**LISTING**
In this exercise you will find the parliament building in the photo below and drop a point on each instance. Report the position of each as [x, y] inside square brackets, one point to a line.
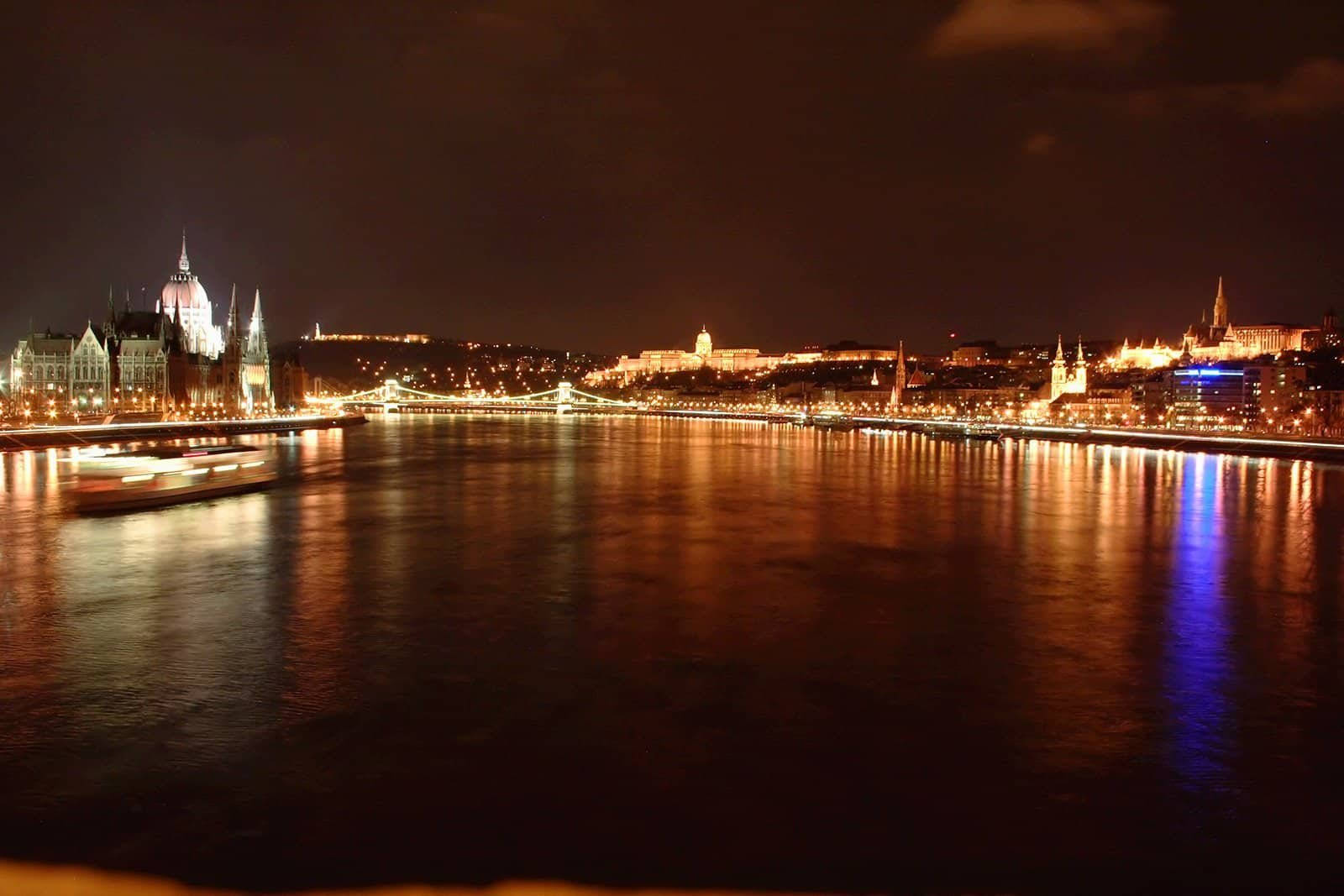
[174, 358]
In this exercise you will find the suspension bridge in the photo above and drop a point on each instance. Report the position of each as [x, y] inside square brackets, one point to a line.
[394, 396]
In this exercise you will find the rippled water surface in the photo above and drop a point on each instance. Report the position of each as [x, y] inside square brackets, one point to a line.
[669, 652]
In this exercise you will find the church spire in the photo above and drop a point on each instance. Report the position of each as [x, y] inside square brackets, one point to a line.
[1221, 307]
[234, 333]
[257, 332]
[183, 265]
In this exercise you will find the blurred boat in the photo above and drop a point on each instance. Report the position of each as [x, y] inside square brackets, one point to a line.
[111, 481]
[983, 432]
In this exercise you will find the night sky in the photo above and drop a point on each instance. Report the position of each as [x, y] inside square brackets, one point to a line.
[609, 175]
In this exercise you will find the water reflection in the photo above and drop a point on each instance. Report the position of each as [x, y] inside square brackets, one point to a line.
[555, 625]
[1196, 652]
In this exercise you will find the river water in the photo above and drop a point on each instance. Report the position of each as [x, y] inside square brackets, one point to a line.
[683, 652]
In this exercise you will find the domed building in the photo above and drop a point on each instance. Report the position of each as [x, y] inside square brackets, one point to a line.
[186, 297]
[671, 360]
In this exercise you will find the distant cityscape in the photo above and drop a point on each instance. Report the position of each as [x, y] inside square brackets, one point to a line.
[175, 362]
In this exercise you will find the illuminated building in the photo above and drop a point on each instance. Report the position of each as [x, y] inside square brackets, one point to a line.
[1211, 398]
[1061, 380]
[255, 363]
[187, 305]
[672, 360]
[172, 358]
[1149, 358]
[1223, 340]
[319, 336]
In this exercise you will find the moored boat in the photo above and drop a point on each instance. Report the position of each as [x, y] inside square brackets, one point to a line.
[155, 477]
[983, 432]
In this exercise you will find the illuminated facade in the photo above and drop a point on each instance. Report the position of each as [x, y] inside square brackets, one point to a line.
[1146, 358]
[1061, 380]
[172, 358]
[1226, 342]
[672, 360]
[186, 302]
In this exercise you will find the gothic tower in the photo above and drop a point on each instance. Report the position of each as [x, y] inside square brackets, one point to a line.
[1058, 372]
[1221, 307]
[255, 363]
[898, 391]
[1079, 369]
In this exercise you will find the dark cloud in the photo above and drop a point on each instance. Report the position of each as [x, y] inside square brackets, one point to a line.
[1039, 144]
[612, 175]
[1312, 87]
[1065, 26]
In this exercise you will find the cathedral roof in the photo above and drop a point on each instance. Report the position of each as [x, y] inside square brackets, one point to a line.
[139, 324]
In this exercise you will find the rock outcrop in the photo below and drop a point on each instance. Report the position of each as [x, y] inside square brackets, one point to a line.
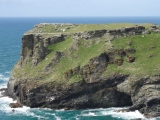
[94, 90]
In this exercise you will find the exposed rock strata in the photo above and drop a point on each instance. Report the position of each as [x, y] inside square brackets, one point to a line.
[94, 90]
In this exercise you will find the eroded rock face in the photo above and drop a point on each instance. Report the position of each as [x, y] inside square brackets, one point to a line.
[35, 47]
[79, 95]
[94, 90]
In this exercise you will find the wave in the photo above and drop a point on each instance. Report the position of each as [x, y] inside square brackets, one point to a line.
[112, 112]
[4, 78]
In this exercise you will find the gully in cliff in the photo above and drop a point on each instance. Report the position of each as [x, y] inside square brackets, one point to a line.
[99, 67]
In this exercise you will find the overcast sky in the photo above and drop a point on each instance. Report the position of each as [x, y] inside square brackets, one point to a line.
[61, 8]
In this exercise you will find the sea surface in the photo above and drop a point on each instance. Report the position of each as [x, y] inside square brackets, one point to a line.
[11, 31]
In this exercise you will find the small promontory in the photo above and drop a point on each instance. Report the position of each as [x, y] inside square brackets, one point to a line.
[79, 66]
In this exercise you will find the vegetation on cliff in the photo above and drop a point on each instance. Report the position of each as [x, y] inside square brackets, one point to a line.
[76, 52]
[89, 66]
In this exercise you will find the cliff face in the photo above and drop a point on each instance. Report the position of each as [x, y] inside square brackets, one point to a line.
[52, 71]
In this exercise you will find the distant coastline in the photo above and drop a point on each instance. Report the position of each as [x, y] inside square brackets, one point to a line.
[86, 20]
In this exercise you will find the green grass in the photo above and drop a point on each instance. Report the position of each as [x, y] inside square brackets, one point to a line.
[146, 63]
[84, 53]
[147, 55]
[50, 28]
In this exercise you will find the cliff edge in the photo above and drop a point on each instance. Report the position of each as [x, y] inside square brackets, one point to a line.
[70, 66]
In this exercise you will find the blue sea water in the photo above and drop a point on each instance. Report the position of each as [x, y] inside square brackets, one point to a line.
[11, 31]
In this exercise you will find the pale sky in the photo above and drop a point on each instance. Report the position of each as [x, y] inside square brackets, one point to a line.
[68, 8]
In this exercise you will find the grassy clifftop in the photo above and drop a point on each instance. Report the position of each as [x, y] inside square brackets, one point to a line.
[76, 51]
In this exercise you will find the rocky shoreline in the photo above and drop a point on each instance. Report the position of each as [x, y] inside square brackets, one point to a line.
[94, 90]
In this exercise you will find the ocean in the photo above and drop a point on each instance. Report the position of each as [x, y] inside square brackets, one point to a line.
[11, 31]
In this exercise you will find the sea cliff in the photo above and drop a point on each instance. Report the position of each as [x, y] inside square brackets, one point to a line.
[70, 66]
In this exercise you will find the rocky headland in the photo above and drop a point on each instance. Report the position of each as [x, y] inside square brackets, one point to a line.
[70, 66]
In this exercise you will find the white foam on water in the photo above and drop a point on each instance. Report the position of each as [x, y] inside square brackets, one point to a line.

**DO THIS**
Print exactly the lines from the one with "In this exercise you will find the ocean" through the end of the data, inclusive.

**FINISHED TASK**
In this exercise you will find the ocean in the photo above and drop a point on each instance. Report the position of each as [x, y] inside square brackets, one point to a line.
[11, 31]
In this exercise you will find the sea cliff in the photo above and drop a point on each instance. Report the position of each as [x, y] inside square brackets, one point to a line.
[70, 66]
In this exercise you will find the rocky headland in the photo above and drop a point on each instance. Report the position of each as [x, y] inside square brackets, one point to a line.
[70, 66]
In this exercise you will find the white foam on water in the photo above and drop a point on each instance. Report the position of each as [x, y] inside square brackets, one point to a line.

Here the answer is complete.